_EXERCISE INSTRUCTIONS_
#1 From the small-business communication passage, copy the part that begins at the words "- Customer complaints: Seventy-four" and ends after the words "I’ve seen worse.".
#2 List the names of all the pain points that the small-business communication passage ranks by their estimated expense to an SMB.
#3 Continue the small-business communication passage from where it stops.

_EXERCISE PASSAGE_
::::::::::
According to the survey, while awareness of unified communication is growing among small and medium businesses, nearly 60 percent of SMBs are not currently employing it.
Here are the top five pain points, in order of their estimated expense to an SMB:
- Inefficient coordination: Slowing the realization of goals and deadlines, respondents spent an average of 3.7 hours trying to coordinate communications among team members. Also, 68 percent blamed this coordination trouble for affecting their ability to respond quickly to time-sensitive customer requests.
- Waiting for information: Negatively affecting critical business processes, respondents reported an average delay of 3.5 hours per week, per worker, in making progress on tasks because of a lack of information. Sixty-eight percent said they experience work delays while waiting for information from others they have attempted to reach multiple times, in multiple ways.
- Unwanted communications: Seventy-seven percent of the respondents noted that they spend two or more hours each week dealing with unwanted communications, including low-priority calls and voice mail.
- Customer complaints: Seventy-four percent of respondents average 3.3 hours a week dealing with negative customer comments and complaints, specifically because the customer was unable to reach them in a timely fashion. While the loss in worker productivity is important, of greater significance could be the cost of customer dissatisfaction.
- Barriers to collaboration: Spending an average of 3.3 hours per week trying to address issues of inaccessibility or lack of full collaboration with colleagues, 61 percent of respondents find it difficult to establish collaborative sessions with co-workers.
Which of the following best describes how green you consider your data center?
18% It’s like global warming over here.
14% We’re better than most.
6% What does green mean?
2% We’re Mother-Earth green.
60% I’ve seen better, and I’ve seen worse.
Source: CDW Poll of 282 BizTech readers
In today’s world, the smartphone has become an essential business tool, almost as important as the desktop PC itself.
Gartner’s survey of the mobile phone market in the first quarter of 2009 revealed that annual smartphone sales had grown by nearly one-fifth and accounted for nearly one-eighth of all mobile phones sold.
::::::::::
_EXTRACTED DATA_
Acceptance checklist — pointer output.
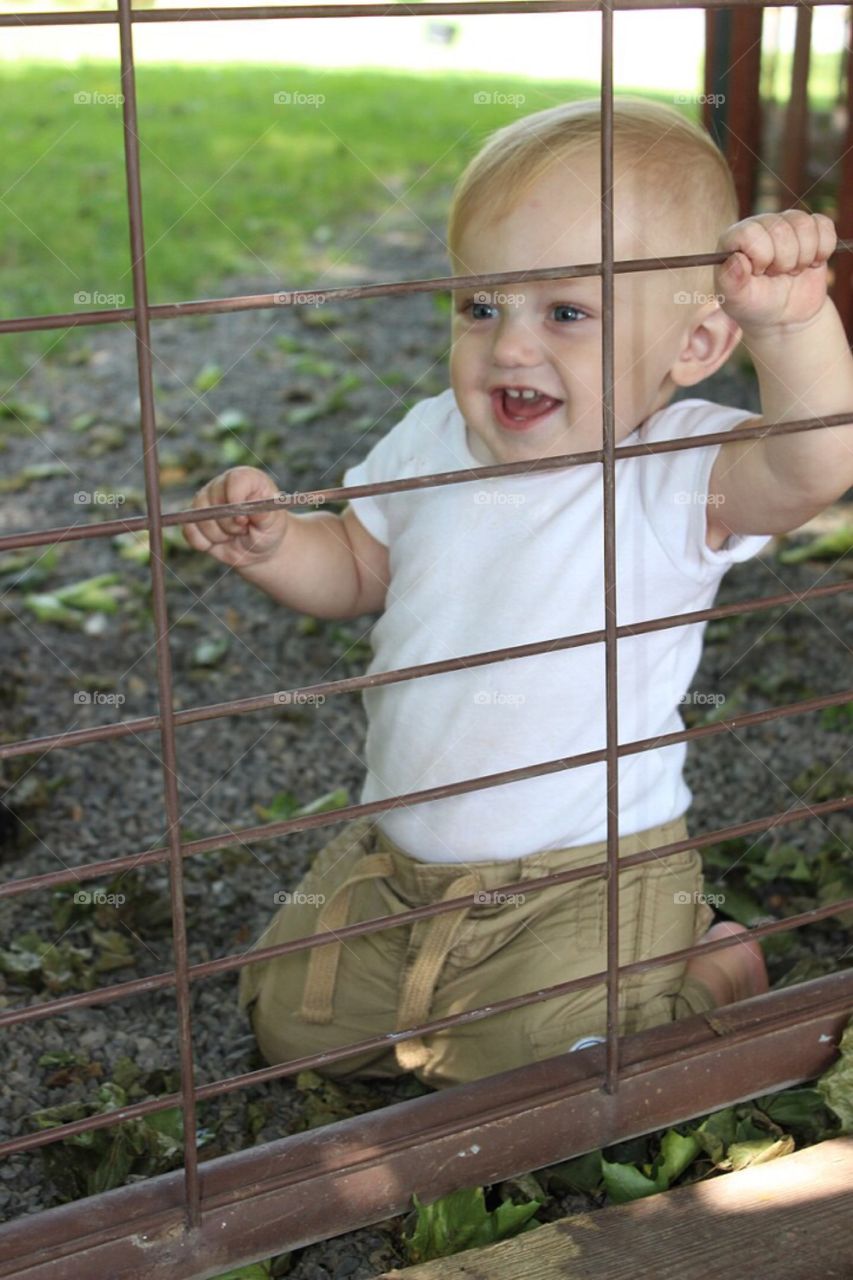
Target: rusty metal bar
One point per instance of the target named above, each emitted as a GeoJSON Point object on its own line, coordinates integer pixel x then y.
{"type": "Point", "coordinates": [609, 551]}
{"type": "Point", "coordinates": [352, 684]}
{"type": "Point", "coordinates": [375, 10]}
{"type": "Point", "coordinates": [284, 827]}
{"type": "Point", "coordinates": [843, 269]}
{"type": "Point", "coordinates": [308, 296]}
{"type": "Point", "coordinates": [283, 1196]}
{"type": "Point", "coordinates": [109, 528]}
{"type": "Point", "coordinates": [796, 145]}
{"type": "Point", "coordinates": [217, 1088]}
{"type": "Point", "coordinates": [106, 995]}
{"type": "Point", "coordinates": [165, 699]}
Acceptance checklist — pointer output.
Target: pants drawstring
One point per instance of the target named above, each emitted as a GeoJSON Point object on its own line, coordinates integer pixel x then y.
{"type": "Point", "coordinates": [323, 961]}
{"type": "Point", "coordinates": [416, 995]}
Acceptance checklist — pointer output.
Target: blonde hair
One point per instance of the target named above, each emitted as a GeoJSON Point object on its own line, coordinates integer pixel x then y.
{"type": "Point", "coordinates": [687, 187]}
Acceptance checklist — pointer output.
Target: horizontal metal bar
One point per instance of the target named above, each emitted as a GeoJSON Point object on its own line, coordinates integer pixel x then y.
{"type": "Point", "coordinates": [309, 1061]}
{"type": "Point", "coordinates": [354, 684]}
{"type": "Point", "coordinates": [468, 475]}
{"type": "Point", "coordinates": [156, 982]}
{"type": "Point", "coordinates": [284, 1194]}
{"type": "Point", "coordinates": [375, 10]}
{"type": "Point", "coordinates": [309, 296]}
{"type": "Point", "coordinates": [286, 827]}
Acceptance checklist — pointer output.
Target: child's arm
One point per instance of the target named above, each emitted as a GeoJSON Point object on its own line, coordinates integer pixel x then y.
{"type": "Point", "coordinates": [316, 562]}
{"type": "Point", "coordinates": [775, 287]}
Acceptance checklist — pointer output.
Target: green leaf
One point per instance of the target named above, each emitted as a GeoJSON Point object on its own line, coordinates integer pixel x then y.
{"type": "Point", "coordinates": [678, 1151]}
{"type": "Point", "coordinates": [758, 1151]}
{"type": "Point", "coordinates": [582, 1174]}
{"type": "Point", "coordinates": [625, 1183]}
{"type": "Point", "coordinates": [209, 376]}
{"type": "Point", "coordinates": [835, 1084]}
{"type": "Point", "coordinates": [210, 650]}
{"type": "Point", "coordinates": [461, 1221]}
{"type": "Point", "coordinates": [833, 545]}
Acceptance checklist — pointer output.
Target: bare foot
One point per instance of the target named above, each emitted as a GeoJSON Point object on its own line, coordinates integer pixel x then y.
{"type": "Point", "coordinates": [731, 973]}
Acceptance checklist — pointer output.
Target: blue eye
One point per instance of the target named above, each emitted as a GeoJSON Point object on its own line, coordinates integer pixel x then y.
{"type": "Point", "coordinates": [565, 311]}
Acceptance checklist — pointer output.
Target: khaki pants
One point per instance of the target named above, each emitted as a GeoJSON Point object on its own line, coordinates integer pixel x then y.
{"type": "Point", "coordinates": [336, 995]}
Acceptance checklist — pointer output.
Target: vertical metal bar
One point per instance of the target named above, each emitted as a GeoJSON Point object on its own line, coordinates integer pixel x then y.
{"type": "Point", "coordinates": [609, 476]}
{"type": "Point", "coordinates": [843, 265]}
{"type": "Point", "coordinates": [160, 608]}
{"type": "Point", "coordinates": [794, 183]}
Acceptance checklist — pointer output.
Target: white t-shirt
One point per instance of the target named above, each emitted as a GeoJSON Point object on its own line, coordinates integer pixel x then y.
{"type": "Point", "coordinates": [514, 560]}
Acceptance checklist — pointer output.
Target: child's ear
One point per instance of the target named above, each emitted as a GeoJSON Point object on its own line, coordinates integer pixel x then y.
{"type": "Point", "coordinates": [708, 342]}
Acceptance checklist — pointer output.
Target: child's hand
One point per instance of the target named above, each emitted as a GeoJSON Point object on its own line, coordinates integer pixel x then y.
{"type": "Point", "coordinates": [776, 274]}
{"type": "Point", "coordinates": [238, 540]}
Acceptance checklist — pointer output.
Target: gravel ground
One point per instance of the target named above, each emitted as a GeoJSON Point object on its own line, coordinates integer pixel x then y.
{"type": "Point", "coordinates": [305, 383]}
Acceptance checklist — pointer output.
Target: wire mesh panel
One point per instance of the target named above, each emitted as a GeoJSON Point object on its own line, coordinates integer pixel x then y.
{"type": "Point", "coordinates": [457, 1114]}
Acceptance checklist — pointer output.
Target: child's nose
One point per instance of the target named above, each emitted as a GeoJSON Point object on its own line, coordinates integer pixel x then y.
{"type": "Point", "coordinates": [515, 343]}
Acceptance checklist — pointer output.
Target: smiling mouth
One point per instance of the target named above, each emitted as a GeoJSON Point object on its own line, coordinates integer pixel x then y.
{"type": "Point", "coordinates": [520, 407]}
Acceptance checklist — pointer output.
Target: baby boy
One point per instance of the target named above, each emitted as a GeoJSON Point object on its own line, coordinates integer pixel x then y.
{"type": "Point", "coordinates": [461, 568]}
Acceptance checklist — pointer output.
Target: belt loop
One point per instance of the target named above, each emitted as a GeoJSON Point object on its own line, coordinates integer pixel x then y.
::::::::::
_TASK-BY-TASK ANSWERS_
#1
- Customer complaints: Seventy-four percent of respondents average 3.3 hours a week dealing with negative customer comments and complaints, specifically because the customer was unable to reach them in a timely fashion. While the loss in worker productivity is important, of greater significance could be the cost of customer dissatisfaction.
- Barriers to collaboration: Spending an average of 3.3 hours per week trying to address issues of inaccessibility or lack of full collaboration with colleagues, 61 percent of respondents find it difficult to establish collaborative sessions with co-workers.
Which of the following best describes how green you consider your data center?
18% It’s like global warming over here.
14% We’re better than most.
6% What does green mean?
2% We’re Mother-Earth green.
60% I’ve seen better, and I’ve seen worse.

#2
Inefficient coordination
Waiting for information
Unwanted communications
Customer complaints
Barriers to collaboration

#3
“The evolution of the mobile phone is that it’s become a mobile computer,” says VMware CTO Stephen Herrod. With that in mind, many are rushing to bring virtualization software to the booming mobile-device market.
“We predict that by 2012, more than 50 percent of new smartphones shipped will be virtualized,” says Monica Basso, research vice president at Gartner.
Herrod revealed at Interop Las Vegas 2009 that VMware is working on virtualization for smartphones, though he did note that it is in the early stages.
With a virtualized phone, user data could be moved easily from device to device. This will come in handy with lost or damaged mobile devices.
Where to Invest
Virtualization, IT consolidation, business intelligence, software as a service and support of remote workers are the top investment priorities for SMBs this year, according to a recent survey by Microsoft.
The study, based on responses from more than 600 Microsoft Small Business Specialists in five countries, cites declining revenue, competition from larger businesses and general economic difficulties as the major technology investment drivers:
- Fifty percent view virtualization or IT consolidation as the technology most likely to reduce operating costs.
- More than 50 percent consider customer relationship management, virtualization or IT consolidation as the best investment for maximizing growth in a down economy.
- Nearly 40 percent expect increased interest in business intelligence and see it as a critical tool for improving customer experience and loyalty.
- More than half anticipate an increase in remote workers; and nearly 60 percent expect that the shift will lead to bigger roles and more responsibilities for those who work remotely.